Source text
On Thursday, the sun set on the goodest boy our state had to offer. Duke, former mayor of Cormorant Village and thick-necked Great Pyrenees, died at the ripe old age of 13.
His human family wrote on Facebook that their “beloved mayor” and friend went to “doggie heaven” that day and would be “greatly missed.”
Duke first became mayor as a write-in candidate in 2014 and went on to be elected four times. In 2016 -- in all other ways a divisive year for our state and our nation overall -- Duke won every single ballot cast in the 1,000-person town’s mayoral election. (Except one, which went to his female dog companion, Lassie.)
As mayor, Duke presided over Cormorant with the grace and unflappability only a chonky little man made of fluff could possess. His responsibilities included appearing in parades, acting as town ambassador, hanging out at the local pub, and wearing a tiny top hat with the word “MAYOR” written on it in bold capital letters. He has appeared on talk shows and billboards, and earned landslide approval ratings all the while.
Those who knew him could attest that he never talked very much, but had a wise, “Gandalf”-ish temperament and soulful eyes. His favorite foods: burgers and jerky treats.
When Duke turned 91 (in dog years) in July, he retired from mayordom and settled for the occasional local public appearance. His health had been failing, his back was bad, and he was battling arthritis. His human companion, Dave Rick, said by that point, the storied statesdog had already battled lyme disease twice and had probably gotten hit by a car a few years back. Rick told the Bismarck Tribune that he suspected Duke wouldn’t make it through the winter.

Dataset content

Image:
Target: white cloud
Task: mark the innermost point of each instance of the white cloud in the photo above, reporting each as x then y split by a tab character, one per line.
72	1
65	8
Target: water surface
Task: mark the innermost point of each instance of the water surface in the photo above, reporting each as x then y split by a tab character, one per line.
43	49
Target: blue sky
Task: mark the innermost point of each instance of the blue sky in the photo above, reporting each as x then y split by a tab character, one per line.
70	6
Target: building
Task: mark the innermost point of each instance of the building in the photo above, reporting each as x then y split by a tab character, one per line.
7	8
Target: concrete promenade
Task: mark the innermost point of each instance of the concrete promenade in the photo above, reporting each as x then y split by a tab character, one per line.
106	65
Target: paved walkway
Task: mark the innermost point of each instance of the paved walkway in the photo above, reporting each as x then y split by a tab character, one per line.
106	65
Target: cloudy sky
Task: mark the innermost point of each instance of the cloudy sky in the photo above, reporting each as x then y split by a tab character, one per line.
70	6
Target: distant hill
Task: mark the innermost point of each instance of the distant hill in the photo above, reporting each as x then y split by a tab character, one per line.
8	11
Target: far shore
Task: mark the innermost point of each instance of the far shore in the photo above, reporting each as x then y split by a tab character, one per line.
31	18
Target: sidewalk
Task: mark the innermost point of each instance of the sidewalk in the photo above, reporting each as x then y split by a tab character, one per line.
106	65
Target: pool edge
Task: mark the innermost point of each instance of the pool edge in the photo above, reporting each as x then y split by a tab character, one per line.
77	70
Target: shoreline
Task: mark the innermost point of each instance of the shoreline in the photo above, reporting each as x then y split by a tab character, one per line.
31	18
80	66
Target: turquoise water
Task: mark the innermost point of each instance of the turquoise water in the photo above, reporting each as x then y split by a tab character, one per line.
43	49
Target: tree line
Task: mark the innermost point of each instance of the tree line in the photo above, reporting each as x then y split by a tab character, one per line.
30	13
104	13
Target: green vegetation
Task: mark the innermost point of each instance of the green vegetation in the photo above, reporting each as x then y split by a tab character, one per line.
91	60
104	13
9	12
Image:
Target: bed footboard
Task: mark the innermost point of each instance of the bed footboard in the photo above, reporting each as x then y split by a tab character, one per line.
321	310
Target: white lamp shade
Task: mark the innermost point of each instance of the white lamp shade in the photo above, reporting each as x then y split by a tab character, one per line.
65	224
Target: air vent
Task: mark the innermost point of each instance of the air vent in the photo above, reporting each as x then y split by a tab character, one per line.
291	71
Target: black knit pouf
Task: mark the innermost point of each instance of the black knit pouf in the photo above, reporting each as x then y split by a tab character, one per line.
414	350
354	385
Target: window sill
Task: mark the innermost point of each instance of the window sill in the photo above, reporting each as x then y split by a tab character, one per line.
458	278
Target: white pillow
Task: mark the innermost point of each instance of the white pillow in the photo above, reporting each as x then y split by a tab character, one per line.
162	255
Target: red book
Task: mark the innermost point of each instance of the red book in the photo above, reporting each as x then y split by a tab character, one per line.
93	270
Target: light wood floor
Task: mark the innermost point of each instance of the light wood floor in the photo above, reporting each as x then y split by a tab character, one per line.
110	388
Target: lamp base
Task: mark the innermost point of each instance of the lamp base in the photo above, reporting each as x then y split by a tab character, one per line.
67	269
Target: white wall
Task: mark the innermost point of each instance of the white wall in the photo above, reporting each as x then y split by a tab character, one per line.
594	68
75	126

Directions
1. Update the passage about Duke the dog mayor from "On Thursday, the" to "dog companion, Lassie.)", replacing "Duke" with "Max".
2. List every responsibility Duke had as mayor, according to the passage about Duke the dog mayor.

Numbered responses
1.
On Thursday, the sun set on the goodest boy our state had to offer. Max, former mayor of Cormorant Village and thick-necked Great Pyrenees, died at the ripe old age of 13.
His human family wrote on Facebook that their “beloved mayor” and friend went to “doggie heaven” that day and would be “greatly missed.”
Max first became mayor as a write-in candidate in 2014 and went on to be elected four times. In 2016 -- in all other ways a divisive year for our state and our nation overall -- Max won every single ballot cast in the 1,000-person town’s mayoral election. (Except one, which went to his female dog companion, Lassie.)

2.
- Appearing in parades
- Acting as town ambassador
- Hanging out at the local pub
- Wearing a tiny top hat with the word "MAYOR" written on it in bold capital letters